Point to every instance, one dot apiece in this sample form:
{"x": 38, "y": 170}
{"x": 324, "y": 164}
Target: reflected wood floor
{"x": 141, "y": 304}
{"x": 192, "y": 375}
○ ○ ○ ○ ○ ○ ○
> _Work to do_:
Pull out every line of the listing above that contains the string "apiece", matching case exactly.

> _Reply to the task_:
Point to every instance, one dot apiece in this sample form:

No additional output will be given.